Texto selecionado:

Não é nem de longe um relato de escoteiro. Chico Batera não sonega as histórias mais barra-pesada. Há uma episódio com o título de Cocaína, nome autoexplicativo. Narra um hábito que foi difícil de largar, adquirido em uma vida noturna frenética a partir da segunda metade dos anos 1970. O negócio cresceu de tal forma que começou a ficar perigoso. “Em plena ditadura militar, desembarquei no aeroporto de Brasília com 20 gramas costuradas na bainha da calça. Chegando ao hotel, pela reação do recepcionista ao me registrar, percebi que eu era mais esperado do que o próprio Luiz Gonzaga“, escreve. Parou quando percebeu que estava chegando perigosamente perto da sarjeta, após uma cafungada num banheiro imundo da concha acústica da UERJ no Maracanã.

Da maconha, entretanto, Batera tem boas lembranças. Fumou pela primeira vez na Ilha do Governador, aos 14 anos. Mais tarde, já na gravadora Continental, passou a fumar com mais assiduidade para se concentrar na música no potente equipamento da gravadora, uma viagem à parte. “Acho muito pouco provável que, sem ajuda da erva e com a inquietação própria da idade, eu tivesse a concentração necessária para passar horas, quieto, escutando tanta música. Me sentia dentro das orquestras, ouvindo cada instrumento nitidamente”. Só largou os baseados quando, certa vez, pegou o equipamento para tocar no Beco Mamãe Joga a Chave (entre a Duvivier e a Rodolfo Dantas) e o maître informou a ele que nunca houvera música ao vivo ali. Esqueceu onde iria tocar.

Tarefa: Altere o trecho do texto sobre Chico Batera que vai de "Não é nem de" a "UERJ no Maracanã.", trocando "Brasília" por "Salvador". Os dados a seguir formam um material à parte, sem relação com o texto.

Listagem de dados:
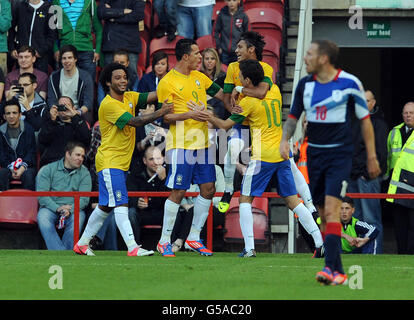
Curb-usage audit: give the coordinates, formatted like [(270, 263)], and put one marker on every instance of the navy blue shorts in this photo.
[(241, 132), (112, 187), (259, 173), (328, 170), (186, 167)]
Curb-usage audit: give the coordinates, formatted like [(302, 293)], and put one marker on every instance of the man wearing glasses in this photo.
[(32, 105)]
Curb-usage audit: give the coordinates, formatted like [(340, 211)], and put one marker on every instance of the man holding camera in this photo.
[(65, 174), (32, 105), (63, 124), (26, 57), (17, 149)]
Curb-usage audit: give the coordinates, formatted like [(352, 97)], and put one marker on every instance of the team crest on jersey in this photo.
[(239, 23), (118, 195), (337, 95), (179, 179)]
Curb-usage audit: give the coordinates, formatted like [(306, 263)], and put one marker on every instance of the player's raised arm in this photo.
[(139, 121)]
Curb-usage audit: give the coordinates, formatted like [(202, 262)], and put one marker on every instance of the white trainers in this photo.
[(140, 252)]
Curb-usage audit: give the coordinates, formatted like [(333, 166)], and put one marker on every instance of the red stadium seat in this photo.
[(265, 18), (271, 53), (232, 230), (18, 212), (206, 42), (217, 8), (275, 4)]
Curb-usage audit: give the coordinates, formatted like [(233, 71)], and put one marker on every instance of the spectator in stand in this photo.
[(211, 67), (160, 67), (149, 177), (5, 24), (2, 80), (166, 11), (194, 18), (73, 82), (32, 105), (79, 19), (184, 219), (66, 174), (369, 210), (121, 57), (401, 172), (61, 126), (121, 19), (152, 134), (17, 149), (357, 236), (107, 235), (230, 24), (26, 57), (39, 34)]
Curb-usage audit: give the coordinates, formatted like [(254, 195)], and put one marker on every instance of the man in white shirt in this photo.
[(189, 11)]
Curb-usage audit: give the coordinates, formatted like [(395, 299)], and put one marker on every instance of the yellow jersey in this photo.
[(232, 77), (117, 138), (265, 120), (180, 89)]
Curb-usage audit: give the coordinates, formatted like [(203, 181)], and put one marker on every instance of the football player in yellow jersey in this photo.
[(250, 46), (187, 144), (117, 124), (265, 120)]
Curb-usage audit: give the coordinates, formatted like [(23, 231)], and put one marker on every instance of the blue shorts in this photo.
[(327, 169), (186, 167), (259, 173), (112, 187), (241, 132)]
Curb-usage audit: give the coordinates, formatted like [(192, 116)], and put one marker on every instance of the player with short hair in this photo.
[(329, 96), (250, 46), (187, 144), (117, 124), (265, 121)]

---

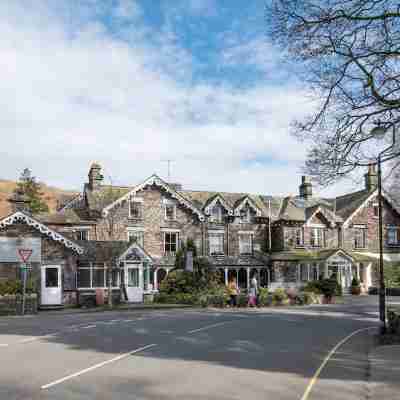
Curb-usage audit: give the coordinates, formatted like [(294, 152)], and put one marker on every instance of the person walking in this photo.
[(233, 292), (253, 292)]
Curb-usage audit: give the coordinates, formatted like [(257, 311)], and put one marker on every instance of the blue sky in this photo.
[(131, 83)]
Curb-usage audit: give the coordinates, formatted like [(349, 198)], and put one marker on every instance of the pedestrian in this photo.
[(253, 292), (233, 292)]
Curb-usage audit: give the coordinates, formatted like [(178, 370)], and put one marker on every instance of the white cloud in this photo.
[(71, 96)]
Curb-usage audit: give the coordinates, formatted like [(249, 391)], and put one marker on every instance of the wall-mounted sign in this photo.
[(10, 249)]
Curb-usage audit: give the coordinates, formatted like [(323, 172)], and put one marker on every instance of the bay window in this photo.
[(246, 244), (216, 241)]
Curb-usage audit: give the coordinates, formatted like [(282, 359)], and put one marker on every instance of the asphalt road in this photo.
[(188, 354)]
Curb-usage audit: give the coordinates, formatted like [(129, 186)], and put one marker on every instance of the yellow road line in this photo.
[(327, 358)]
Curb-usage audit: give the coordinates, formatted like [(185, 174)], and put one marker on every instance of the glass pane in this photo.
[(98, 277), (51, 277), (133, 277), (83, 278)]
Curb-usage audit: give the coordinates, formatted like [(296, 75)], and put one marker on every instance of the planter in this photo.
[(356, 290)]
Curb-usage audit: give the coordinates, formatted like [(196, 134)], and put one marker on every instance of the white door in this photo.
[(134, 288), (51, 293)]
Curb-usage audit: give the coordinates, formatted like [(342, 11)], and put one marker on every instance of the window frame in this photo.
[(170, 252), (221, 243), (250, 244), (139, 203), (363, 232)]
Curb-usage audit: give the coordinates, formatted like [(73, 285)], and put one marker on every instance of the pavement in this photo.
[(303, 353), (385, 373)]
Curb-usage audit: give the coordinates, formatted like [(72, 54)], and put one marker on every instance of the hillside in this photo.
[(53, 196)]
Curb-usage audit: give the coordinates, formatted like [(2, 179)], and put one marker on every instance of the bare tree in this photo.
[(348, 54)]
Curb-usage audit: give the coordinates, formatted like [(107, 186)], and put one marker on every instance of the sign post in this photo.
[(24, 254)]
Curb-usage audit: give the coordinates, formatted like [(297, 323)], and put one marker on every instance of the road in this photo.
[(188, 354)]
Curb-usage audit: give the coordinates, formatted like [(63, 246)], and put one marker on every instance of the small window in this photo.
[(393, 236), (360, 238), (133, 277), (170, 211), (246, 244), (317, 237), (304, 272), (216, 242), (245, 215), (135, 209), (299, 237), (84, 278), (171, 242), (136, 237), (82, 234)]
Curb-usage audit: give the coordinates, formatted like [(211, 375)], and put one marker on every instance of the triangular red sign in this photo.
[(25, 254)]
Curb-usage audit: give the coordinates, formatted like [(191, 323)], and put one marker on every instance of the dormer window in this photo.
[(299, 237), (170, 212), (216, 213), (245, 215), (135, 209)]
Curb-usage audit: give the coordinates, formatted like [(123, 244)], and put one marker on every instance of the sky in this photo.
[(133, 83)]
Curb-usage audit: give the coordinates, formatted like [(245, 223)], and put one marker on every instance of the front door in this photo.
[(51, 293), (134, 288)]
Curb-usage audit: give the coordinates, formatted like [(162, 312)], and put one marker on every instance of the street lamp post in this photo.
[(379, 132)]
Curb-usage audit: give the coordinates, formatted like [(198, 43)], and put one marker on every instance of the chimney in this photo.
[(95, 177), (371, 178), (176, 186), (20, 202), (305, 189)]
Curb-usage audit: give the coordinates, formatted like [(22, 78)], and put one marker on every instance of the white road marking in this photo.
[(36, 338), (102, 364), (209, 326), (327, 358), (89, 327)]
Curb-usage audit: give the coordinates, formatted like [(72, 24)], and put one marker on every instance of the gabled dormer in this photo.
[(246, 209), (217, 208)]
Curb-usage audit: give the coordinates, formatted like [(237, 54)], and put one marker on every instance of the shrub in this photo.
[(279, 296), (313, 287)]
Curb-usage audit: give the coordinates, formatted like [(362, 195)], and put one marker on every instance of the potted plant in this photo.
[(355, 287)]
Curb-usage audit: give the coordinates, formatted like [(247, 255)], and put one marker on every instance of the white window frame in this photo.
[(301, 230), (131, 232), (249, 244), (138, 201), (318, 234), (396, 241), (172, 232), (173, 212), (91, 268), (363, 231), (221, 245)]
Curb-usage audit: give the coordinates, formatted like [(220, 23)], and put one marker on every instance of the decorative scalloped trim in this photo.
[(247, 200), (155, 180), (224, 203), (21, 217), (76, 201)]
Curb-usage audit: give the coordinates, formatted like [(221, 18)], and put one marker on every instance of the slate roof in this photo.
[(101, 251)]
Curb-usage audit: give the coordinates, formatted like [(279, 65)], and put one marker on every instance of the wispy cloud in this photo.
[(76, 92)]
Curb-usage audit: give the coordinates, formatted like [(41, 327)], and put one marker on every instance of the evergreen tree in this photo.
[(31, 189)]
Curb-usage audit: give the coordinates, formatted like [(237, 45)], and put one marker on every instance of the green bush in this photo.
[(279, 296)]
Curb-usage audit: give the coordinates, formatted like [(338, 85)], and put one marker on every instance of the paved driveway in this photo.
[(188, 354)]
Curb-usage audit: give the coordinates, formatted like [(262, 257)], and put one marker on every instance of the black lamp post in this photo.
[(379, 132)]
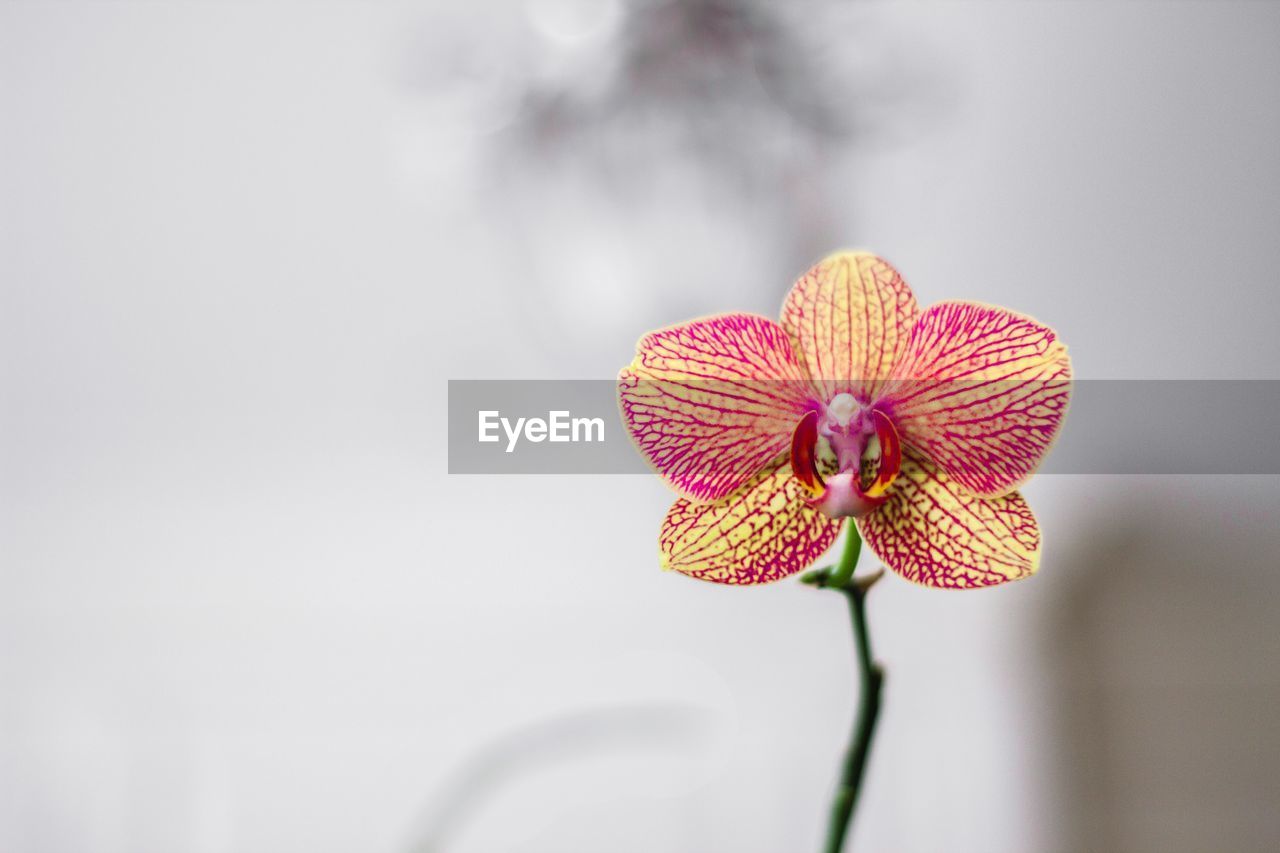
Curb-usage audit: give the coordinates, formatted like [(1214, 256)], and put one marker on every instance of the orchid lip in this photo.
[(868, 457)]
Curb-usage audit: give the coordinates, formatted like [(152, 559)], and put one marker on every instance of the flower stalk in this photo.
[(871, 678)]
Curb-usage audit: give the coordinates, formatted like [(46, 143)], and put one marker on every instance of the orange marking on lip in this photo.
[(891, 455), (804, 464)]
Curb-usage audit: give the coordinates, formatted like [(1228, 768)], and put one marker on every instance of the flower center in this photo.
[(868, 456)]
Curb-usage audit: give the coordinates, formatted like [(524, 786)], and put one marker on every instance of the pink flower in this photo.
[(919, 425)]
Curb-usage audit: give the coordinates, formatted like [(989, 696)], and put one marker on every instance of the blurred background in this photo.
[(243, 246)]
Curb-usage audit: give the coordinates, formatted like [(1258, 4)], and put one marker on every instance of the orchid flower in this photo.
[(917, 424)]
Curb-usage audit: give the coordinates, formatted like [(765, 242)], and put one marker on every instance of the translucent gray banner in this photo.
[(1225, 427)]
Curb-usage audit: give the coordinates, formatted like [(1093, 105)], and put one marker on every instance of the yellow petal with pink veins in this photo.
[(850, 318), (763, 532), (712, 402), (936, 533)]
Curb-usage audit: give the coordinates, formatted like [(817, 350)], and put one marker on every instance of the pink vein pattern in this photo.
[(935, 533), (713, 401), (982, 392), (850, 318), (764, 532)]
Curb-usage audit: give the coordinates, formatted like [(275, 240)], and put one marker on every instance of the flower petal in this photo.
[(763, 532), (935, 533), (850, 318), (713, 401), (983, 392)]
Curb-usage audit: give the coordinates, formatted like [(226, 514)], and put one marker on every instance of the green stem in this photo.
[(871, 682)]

Resposta:
Não é nem de longe um relato de escoteiro. Chico Batera não sonega as histórias mais barra-pesada. Há uma episódio com o título de Cocaína, nome autoexplicativo. Narra um hábito que foi difícil de largar, adquirido em uma vida noturna frenética a partir da segunda metade dos anos 1970. O negócio cresceu de tal forma que começou a ficar perigoso. “Em plena ditadura militar, desembarquei no aeroporto de Salvador com 20 gramas costuradas na bainha da calça. Chegando ao hotel, pela reação do recepcionista ao me registrar, percebi que eu era mais esperado do que o próprio Luiz Gonzaga“, escreve. Parou quando percebeu que estava chegando perigosamente perto da sarjeta, após uma cafungada num banheiro imundo da concha acústica da UERJ no Maracanã.